#### Objective:
What command does the PipelinePy project description below give for installing the library?

::: Passage provided :::

Skip to main content

A custom pipeline library for data transformations

Project description

PipelinePy - Flexible Data Transformation Library

PipelinePy is a flexible library designed to streamline the process of data transformation within an application using a declarative approach. By providing an easy-to-use interface for setting up sequences of data transformations, it allows users to define what should happen to their data without needing to manage how the data is processed explicitly. Each transformation in the pipeline can be tailored with contextual logic, supporting complex data handling strategies in a clear and concise manner.

Key Features

  • Declarative Data Transformations: Specify your data processing logic declaratively, making your code more readable and maintainable.
  • Context-Aware Operations: Leverage a shared context to dynamically adjust the behavior of transformations throughout the data pipeline.
  • Pre and Post Hooks: Execute custom logic before or after transformations to extend functionality without modifying the core processing stages.
  • Flexible Configuration: Configure and extend pipelines to suit various data sources and processing requirements.

Installation

Install PipelinePy via pip:

pip install pipelinepy

Getting Started

Below is a comprehensive example showcasing how to set up and use the PipelinePy library:

Import Library Components

from pipelinepy import Pipeline
from pipelinepy.transformations import Lambda, Transformation

Define Transformations

Transformation functions manipulate data. Here's how you can define some common transformations:

def Add(value):
    return Lambda(lambda data, value=value: [x + value for x in data])

def SubOne():
    return Lambda(lambda data: [x - 1 for x in data])

def Multiply(value):
    return Lambda(lambda data, value: [x * value for x in data], value)

def Print(prefix=""):
    return Lambda(lambda data, prefix: [print(prefix, data), data][1], prefix)

::: Entries :::

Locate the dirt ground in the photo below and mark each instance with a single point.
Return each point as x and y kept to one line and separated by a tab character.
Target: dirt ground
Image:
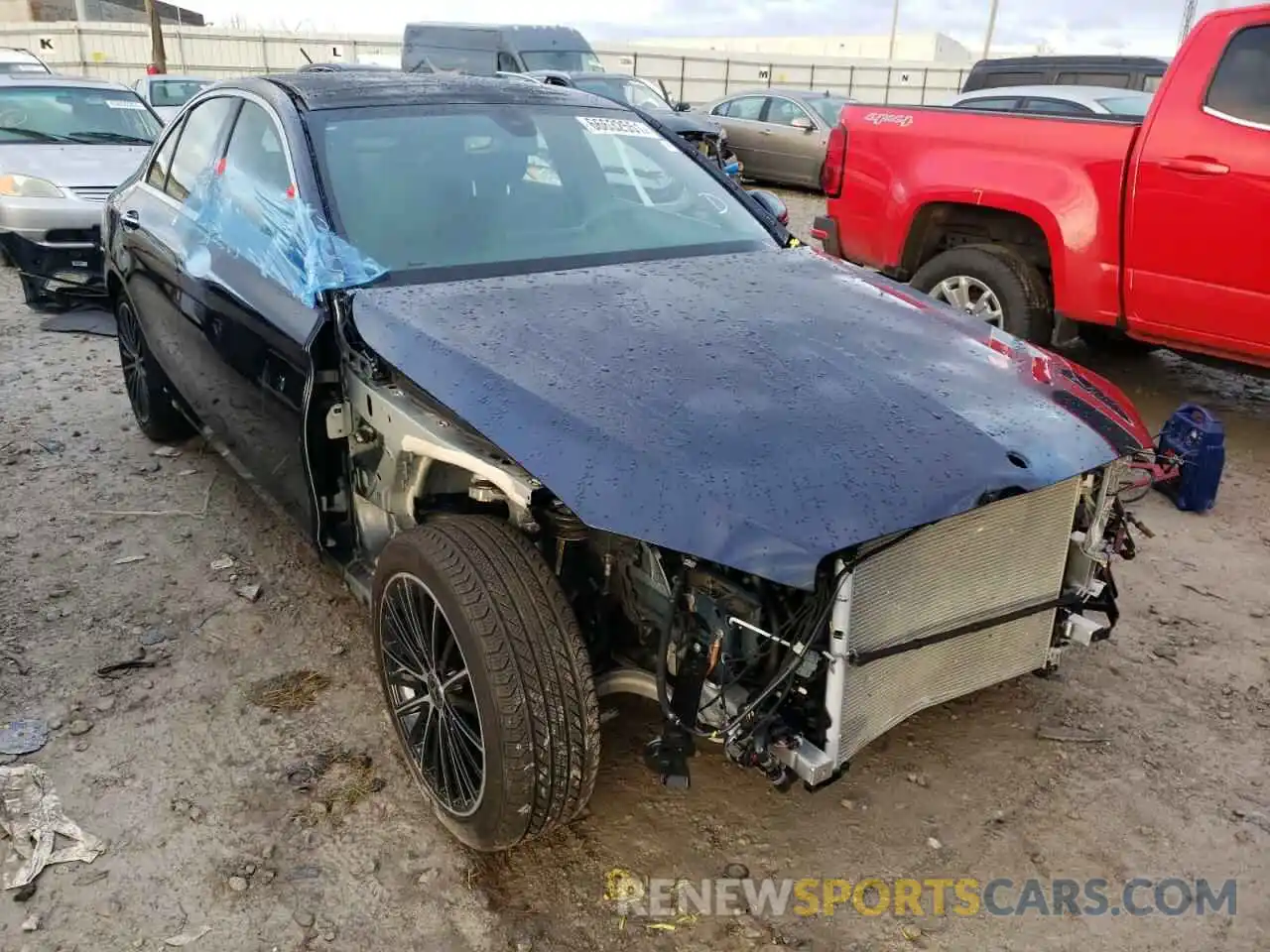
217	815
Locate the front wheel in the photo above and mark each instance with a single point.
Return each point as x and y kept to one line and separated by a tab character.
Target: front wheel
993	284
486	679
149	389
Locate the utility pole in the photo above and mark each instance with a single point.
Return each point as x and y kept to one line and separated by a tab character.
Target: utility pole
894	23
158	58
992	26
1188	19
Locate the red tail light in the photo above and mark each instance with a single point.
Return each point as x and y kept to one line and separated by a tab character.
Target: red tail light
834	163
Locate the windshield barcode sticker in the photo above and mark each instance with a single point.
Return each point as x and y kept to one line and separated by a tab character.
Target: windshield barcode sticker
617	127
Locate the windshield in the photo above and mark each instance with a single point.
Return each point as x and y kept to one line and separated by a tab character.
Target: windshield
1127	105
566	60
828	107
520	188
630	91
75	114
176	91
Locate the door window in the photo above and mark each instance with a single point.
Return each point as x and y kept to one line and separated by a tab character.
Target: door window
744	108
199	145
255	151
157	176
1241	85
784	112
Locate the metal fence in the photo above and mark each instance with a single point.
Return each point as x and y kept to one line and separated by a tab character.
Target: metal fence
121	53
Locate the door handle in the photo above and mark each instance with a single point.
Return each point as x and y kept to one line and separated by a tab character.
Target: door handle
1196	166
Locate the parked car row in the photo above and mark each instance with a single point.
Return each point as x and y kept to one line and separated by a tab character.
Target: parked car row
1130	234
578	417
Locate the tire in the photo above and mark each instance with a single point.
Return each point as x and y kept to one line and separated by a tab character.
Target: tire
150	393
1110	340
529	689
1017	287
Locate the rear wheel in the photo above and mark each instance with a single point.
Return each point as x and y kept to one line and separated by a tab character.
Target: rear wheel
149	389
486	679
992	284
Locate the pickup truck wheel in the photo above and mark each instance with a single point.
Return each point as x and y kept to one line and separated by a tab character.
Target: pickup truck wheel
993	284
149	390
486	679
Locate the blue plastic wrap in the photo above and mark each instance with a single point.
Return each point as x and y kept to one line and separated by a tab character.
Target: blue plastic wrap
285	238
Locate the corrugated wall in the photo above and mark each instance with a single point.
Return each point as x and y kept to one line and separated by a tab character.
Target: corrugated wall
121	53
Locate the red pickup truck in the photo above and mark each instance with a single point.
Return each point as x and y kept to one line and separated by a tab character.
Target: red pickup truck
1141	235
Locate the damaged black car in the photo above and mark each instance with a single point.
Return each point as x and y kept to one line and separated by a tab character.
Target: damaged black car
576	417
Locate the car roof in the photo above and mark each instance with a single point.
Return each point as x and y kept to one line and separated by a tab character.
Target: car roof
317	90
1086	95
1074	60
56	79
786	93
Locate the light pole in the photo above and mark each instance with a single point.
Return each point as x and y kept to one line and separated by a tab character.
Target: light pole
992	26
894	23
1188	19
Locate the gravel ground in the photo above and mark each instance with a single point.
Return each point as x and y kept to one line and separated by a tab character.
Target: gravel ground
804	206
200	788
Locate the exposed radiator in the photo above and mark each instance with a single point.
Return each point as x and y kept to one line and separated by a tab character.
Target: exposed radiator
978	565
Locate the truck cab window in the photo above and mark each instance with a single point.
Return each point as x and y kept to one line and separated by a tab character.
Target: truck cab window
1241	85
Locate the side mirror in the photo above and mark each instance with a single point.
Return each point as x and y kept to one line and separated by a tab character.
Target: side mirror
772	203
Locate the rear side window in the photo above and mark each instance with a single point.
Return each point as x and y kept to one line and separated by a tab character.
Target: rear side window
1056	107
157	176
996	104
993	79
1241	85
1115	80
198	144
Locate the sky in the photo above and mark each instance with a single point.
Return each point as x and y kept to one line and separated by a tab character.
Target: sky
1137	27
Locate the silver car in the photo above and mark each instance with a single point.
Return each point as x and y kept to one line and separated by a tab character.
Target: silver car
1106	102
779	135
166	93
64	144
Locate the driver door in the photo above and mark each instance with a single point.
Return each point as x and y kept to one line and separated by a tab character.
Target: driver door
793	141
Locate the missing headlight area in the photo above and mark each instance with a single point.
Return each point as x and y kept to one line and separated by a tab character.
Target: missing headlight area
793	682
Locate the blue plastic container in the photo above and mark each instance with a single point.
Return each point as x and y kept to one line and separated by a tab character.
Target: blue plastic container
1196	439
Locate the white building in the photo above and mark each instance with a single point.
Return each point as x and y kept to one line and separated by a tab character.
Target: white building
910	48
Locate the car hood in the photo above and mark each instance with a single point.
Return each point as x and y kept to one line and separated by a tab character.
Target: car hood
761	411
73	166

:::

#### Answer in full:
pip install pipelinepy